Text passage:
Viewers may well have been nodding in agreement at that point in the video. And if they heard last month’s NPR program on how more colleges are opening food pantries, it makes sense to many to say that higher education is too expensive for students, their parents and families — both while students are enrolled in college and afterward, and whether a degree is earned or not.
But academic libraries are part of the solution in higher education rather than part of the problem, and Van Susteren quickly ran off the rails when she targeted academic libraries as the culprit.
Van Susteren complained about “vanity projects,” specifically mentioning the construction of library buildings and adding that students are footing the bill for them.
She posted similar comments on Twitter, exclaiming, “Colleges should stop building vanity projects like huge libraries and billing students — full libraries are on our smartphones!”
Those comments, made by someone who claims to support libraries, are destructively misleading to the general public as well as higher education administrators and legislative decision makers about the significant contributions academic libraries make to teaching and learning.
To say that an academic library can be reduced to an app on a smartphone dangerously trivializes what libraries and library professionals have to offer and their real value to the higher education infrastructure — value that far outweighs the costs associated with them.
An Artery to the Heart
Academic librarians play a vital part in the education ecosystem, putting information into context for students by distinguishing information from knowledge and offering direct assistance to constituents in a personal way that cannot be replicated by an electronic device.

Raw data:

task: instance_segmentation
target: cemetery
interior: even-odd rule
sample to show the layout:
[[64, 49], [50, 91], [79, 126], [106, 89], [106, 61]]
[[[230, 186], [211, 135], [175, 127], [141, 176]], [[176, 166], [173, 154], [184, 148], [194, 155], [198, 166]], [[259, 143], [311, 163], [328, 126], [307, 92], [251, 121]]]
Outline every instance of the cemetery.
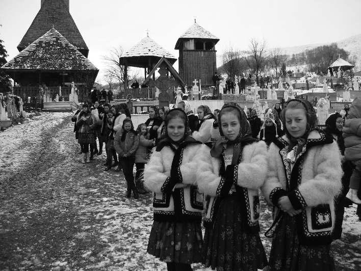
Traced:
[[[0, 38], [0, 269], [240, 270], [247, 261], [255, 271], [360, 269], [361, 204], [348, 196], [359, 197], [348, 183], [358, 166], [346, 158], [342, 129], [361, 99], [361, 52], [340, 43], [272, 48], [249, 37], [252, 22], [240, 14], [228, 25], [217, 5], [206, 12], [187, 3], [185, 13], [110, 1], [117, 14], [106, 18], [109, 3], [37, 1], [32, 21], [19, 20], [24, 34], [12, 30], [16, 54]], [[284, 42], [293, 35], [277, 33]], [[288, 250], [275, 251], [281, 242]], [[214, 255], [200, 251], [207, 245]], [[179, 259], [156, 255], [168, 249]], [[254, 260], [263, 254], [264, 263]]]

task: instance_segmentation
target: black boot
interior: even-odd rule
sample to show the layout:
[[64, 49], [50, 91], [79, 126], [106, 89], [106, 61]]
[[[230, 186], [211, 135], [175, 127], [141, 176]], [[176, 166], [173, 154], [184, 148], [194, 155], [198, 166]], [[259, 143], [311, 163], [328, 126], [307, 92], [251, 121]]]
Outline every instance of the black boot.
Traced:
[[134, 199], [139, 199], [139, 194], [138, 193], [138, 191], [137, 191], [137, 188], [136, 188], [135, 186], [134, 186], [132, 190], [133, 190]]
[[98, 153], [97, 153], [97, 155], [100, 155], [101, 153], [103, 152], [103, 142], [102, 141], [99, 141], [99, 152], [98, 152]]

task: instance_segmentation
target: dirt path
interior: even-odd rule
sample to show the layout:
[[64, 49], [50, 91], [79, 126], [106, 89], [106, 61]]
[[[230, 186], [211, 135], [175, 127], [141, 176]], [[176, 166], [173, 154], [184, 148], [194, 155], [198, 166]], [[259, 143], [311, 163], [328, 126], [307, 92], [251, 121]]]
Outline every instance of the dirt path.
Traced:
[[[164, 263], [145, 253], [151, 195], [126, 199], [122, 174], [103, 171], [105, 154], [81, 164], [70, 115], [54, 117], [51, 124], [30, 124], [30, 135], [14, 138], [13, 151], [4, 148], [0, 269], [164, 270]], [[10, 136], [8, 132], [0, 138]], [[10, 163], [14, 154], [25, 154]], [[271, 212], [265, 205], [262, 210], [261, 236], [268, 253], [270, 240], [263, 233]], [[347, 226], [360, 227], [352, 212]], [[358, 232], [348, 232], [332, 245], [339, 269], [358, 269], [360, 243]]]

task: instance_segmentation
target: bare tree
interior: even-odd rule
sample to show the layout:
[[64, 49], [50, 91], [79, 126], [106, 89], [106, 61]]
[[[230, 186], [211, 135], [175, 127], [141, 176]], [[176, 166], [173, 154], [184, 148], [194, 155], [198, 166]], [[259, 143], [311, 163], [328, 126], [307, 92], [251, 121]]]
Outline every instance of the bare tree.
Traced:
[[276, 77], [278, 77], [278, 68], [280, 68], [284, 60], [282, 51], [279, 48], [275, 47], [272, 49], [268, 55], [268, 60], [271, 68], [276, 71]]
[[113, 82], [114, 81], [114, 76], [112, 73], [107, 71], [104, 75], [104, 81], [107, 82], [108, 86], [109, 86], [109, 90], [112, 90], [112, 86], [113, 86]]
[[255, 76], [257, 84], [259, 83], [259, 76], [263, 70], [266, 63], [266, 41], [259, 41], [255, 39], [251, 40], [248, 57], [246, 58], [247, 64], [251, 72]]
[[239, 50], [233, 48], [232, 45], [225, 50], [222, 55], [223, 68], [228, 78], [233, 78], [241, 71], [240, 58], [241, 53]]
[[[124, 66], [120, 65], [119, 58], [123, 55], [123, 48], [119, 46], [118, 48], [113, 48], [109, 54], [103, 57], [107, 67], [105, 70], [106, 76], [112, 76], [114, 80], [119, 83], [119, 87], [124, 83]], [[136, 75], [130, 75], [129, 67], [127, 68], [128, 82], [134, 79]], [[113, 82], [113, 81], [112, 81]], [[107, 83], [109, 83], [107, 81]]]

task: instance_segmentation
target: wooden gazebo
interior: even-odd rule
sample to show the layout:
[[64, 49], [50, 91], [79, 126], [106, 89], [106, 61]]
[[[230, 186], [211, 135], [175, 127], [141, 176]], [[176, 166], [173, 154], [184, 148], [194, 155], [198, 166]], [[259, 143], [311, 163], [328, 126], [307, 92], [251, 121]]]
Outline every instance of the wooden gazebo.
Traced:
[[[171, 65], [174, 64], [177, 60], [175, 57], [150, 38], [148, 34], [129, 51], [126, 52], [119, 58], [120, 65], [124, 66], [124, 89], [128, 88], [128, 67], [143, 68], [144, 78], [146, 78], [147, 75], [150, 72], [163, 57], [165, 57]], [[153, 79], [155, 80], [155, 78], [153, 77]]]

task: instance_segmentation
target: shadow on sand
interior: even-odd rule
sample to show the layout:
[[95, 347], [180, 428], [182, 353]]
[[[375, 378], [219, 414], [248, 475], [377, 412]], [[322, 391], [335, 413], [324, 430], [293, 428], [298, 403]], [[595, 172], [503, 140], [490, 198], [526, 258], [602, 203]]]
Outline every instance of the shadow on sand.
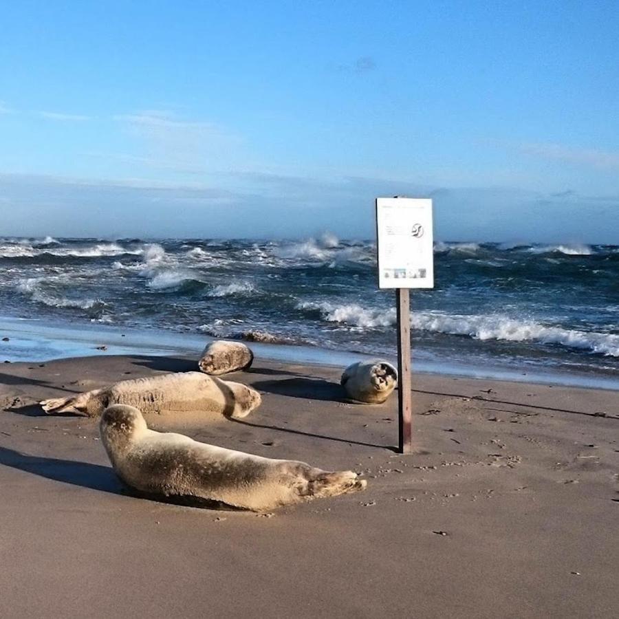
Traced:
[[72, 486], [100, 490], [111, 495], [130, 496], [167, 505], [238, 511], [236, 508], [226, 506], [217, 501], [210, 501], [195, 497], [164, 497], [129, 489], [116, 477], [111, 467], [100, 464], [28, 455], [1, 446], [0, 446], [0, 464], [39, 475], [47, 479], [53, 479], [54, 481], [62, 481], [63, 484], [70, 484]]
[[349, 402], [346, 393], [336, 382], [324, 378], [284, 378], [281, 380], [258, 380], [252, 387], [259, 391], [277, 393], [290, 398], [303, 400], [319, 400], [323, 402]]

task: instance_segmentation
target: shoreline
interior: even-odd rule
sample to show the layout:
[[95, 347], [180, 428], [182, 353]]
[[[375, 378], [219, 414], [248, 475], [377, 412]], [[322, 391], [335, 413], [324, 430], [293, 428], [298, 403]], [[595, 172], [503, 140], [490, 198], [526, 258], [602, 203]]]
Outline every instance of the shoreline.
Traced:
[[363, 492], [269, 514], [134, 496], [96, 419], [36, 404], [195, 366], [142, 354], [3, 366], [11, 616], [613, 616], [619, 393], [417, 373], [417, 448], [402, 456], [395, 394], [351, 404], [337, 368], [257, 356], [225, 377], [262, 393], [248, 417], [146, 416], [155, 430], [367, 479]]
[[[123, 355], [140, 353], [164, 356], [182, 354], [195, 356], [205, 346], [217, 338], [163, 329], [120, 327], [107, 325], [52, 324], [30, 318], [0, 316], [0, 337], [10, 337], [9, 342], [0, 342], [0, 362], [15, 361], [49, 361], [67, 358]], [[241, 340], [239, 340], [241, 341]], [[377, 358], [376, 355], [364, 355], [352, 351], [336, 351], [319, 347], [288, 344], [246, 342], [263, 358], [285, 363], [341, 367], [364, 359]], [[97, 349], [105, 346], [105, 350]], [[29, 356], [30, 354], [30, 356]], [[420, 358], [421, 357], [421, 358]], [[397, 364], [391, 355], [384, 358]], [[521, 364], [513, 369], [499, 365], [470, 367], [428, 358], [427, 355], [415, 354], [413, 342], [413, 370], [422, 374], [530, 382], [537, 384], [601, 389], [619, 391], [619, 376], [600, 376], [565, 370], [563, 372], [545, 371]]]

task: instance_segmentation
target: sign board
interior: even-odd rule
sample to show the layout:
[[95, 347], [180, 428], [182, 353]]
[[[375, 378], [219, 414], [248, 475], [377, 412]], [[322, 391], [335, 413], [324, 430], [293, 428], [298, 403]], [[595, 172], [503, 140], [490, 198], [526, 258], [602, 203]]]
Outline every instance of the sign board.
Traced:
[[432, 200], [377, 198], [380, 288], [434, 287]]

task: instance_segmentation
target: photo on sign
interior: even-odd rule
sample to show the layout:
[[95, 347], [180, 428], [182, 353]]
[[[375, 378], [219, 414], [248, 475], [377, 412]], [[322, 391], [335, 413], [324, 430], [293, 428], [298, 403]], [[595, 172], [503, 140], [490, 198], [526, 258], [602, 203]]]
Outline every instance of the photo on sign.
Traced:
[[434, 287], [432, 224], [431, 199], [377, 199], [379, 287]]

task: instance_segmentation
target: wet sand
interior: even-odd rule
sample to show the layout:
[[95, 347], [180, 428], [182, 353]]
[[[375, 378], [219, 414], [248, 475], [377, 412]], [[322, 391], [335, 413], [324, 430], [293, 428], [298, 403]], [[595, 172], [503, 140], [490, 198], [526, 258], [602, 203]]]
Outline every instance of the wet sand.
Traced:
[[619, 392], [419, 375], [409, 456], [393, 451], [395, 394], [349, 404], [340, 369], [257, 359], [228, 375], [263, 394], [246, 419], [146, 417], [368, 479], [259, 514], [135, 498], [96, 420], [36, 404], [195, 369], [140, 356], [0, 367], [3, 618], [616, 616]]

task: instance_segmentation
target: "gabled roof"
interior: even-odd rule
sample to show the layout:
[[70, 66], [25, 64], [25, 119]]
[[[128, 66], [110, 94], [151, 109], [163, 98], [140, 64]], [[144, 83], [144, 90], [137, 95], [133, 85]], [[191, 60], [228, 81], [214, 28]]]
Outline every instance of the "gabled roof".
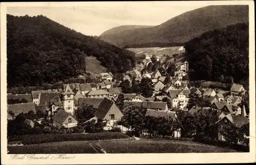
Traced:
[[92, 95], [108, 95], [109, 94], [109, 92], [106, 90], [99, 90], [95, 91], [91, 91], [87, 94], [88, 96]]
[[33, 91], [31, 91], [31, 94], [33, 98], [38, 98], [38, 95], [40, 93], [47, 93], [47, 92], [48, 92], [47, 90]]
[[110, 85], [110, 84], [111, 84], [111, 82], [110, 82], [110, 81], [108, 79], [105, 79], [105, 80], [104, 80], [103, 81], [104, 82], [104, 83], [106, 85]]
[[7, 112], [12, 112], [15, 116], [22, 113], [26, 114], [31, 111], [35, 114], [36, 113], [35, 104], [33, 102], [7, 105]]
[[[38, 97], [37, 97], [38, 98]], [[19, 100], [21, 101], [23, 99], [28, 101], [28, 102], [32, 102], [32, 96], [31, 94], [7, 95], [7, 99]]]
[[108, 89], [110, 94], [116, 95], [122, 93], [122, 88], [112, 88]]
[[90, 84], [80, 84], [81, 91], [91, 91], [92, 86]]
[[78, 99], [78, 105], [81, 106], [83, 103], [89, 105], [93, 105], [95, 108], [97, 108], [102, 102], [104, 98], [79, 98]]
[[67, 113], [65, 111], [60, 109], [57, 112], [55, 115], [53, 116], [52, 119], [54, 121], [61, 124], [70, 116], [72, 116], [71, 114]]
[[218, 98], [224, 98], [223, 95], [221, 93], [217, 93], [216, 96], [218, 97]]
[[186, 97], [189, 97], [189, 90], [169, 90], [171, 98], [178, 98], [178, 95], [181, 93], [184, 94]]
[[233, 84], [230, 91], [238, 92], [241, 87], [243, 87], [243, 85], [238, 84]]
[[[102, 120], [114, 104], [115, 103], [108, 99], [104, 98], [96, 111], [94, 115], [98, 119]], [[117, 108], [117, 110], [120, 111], [117, 106], [115, 106], [115, 107]]]
[[125, 100], [123, 102], [123, 105], [127, 106], [129, 105], [135, 105], [138, 107], [144, 107], [147, 109], [156, 109], [159, 108], [160, 110], [165, 110], [167, 103], [165, 102], [158, 101], [131, 101]]
[[147, 109], [146, 112], [145, 116], [149, 116], [154, 117], [163, 117], [165, 118], [170, 118], [174, 119], [176, 112], [165, 112], [161, 111], [156, 111], [155, 109]]
[[58, 92], [41, 93], [39, 105], [45, 105], [46, 102], [49, 103], [51, 100], [58, 100], [60, 94], [60, 93]]
[[215, 105], [216, 105], [216, 107], [217, 107], [218, 109], [221, 110], [225, 106], [225, 105], [226, 104], [226, 103], [223, 102], [214, 102], [214, 104], [215, 104]]
[[[80, 89], [80, 87], [79, 87]], [[74, 95], [75, 93], [73, 92], [72, 90], [70, 88], [69, 85], [68, 86], [66, 86], [66, 87], [65, 88], [65, 90], [64, 92], [61, 93], [62, 95]]]

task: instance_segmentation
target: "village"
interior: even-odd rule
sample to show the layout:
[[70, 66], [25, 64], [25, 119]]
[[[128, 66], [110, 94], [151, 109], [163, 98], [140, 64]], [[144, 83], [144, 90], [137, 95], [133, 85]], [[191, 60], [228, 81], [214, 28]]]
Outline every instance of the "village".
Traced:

Problem details:
In the passage on academic libraries, where did Van Susteren say full libraries can be found?

Response for this exercise:
On our smartphones.